AIM OF THE EXERCISE
Copy each of the following entries line for line, preserving every word, number, and punctuation mark without alteration.

RECORD SET
- - - - - - -

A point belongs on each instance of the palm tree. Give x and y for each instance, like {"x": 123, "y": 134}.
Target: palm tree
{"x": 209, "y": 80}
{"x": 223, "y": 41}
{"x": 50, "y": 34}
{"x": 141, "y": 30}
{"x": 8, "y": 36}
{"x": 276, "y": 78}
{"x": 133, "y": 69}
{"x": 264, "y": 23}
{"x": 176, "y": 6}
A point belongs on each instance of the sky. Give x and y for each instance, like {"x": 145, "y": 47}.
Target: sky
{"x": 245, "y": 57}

- - - - - - -

ANSWER TO THIS EXERCISE
A point belongs on each instance of the palm tree. Give x and y for each instance, like {"x": 123, "y": 134}.
Target: palm tree
{"x": 209, "y": 80}
{"x": 223, "y": 41}
{"x": 50, "y": 34}
{"x": 141, "y": 30}
{"x": 8, "y": 36}
{"x": 276, "y": 78}
{"x": 133, "y": 69}
{"x": 264, "y": 23}
{"x": 176, "y": 6}
A point belongs on each instance of the sky. Give x and y for each instance, like {"x": 145, "y": 47}.
Target: sky
{"x": 245, "y": 57}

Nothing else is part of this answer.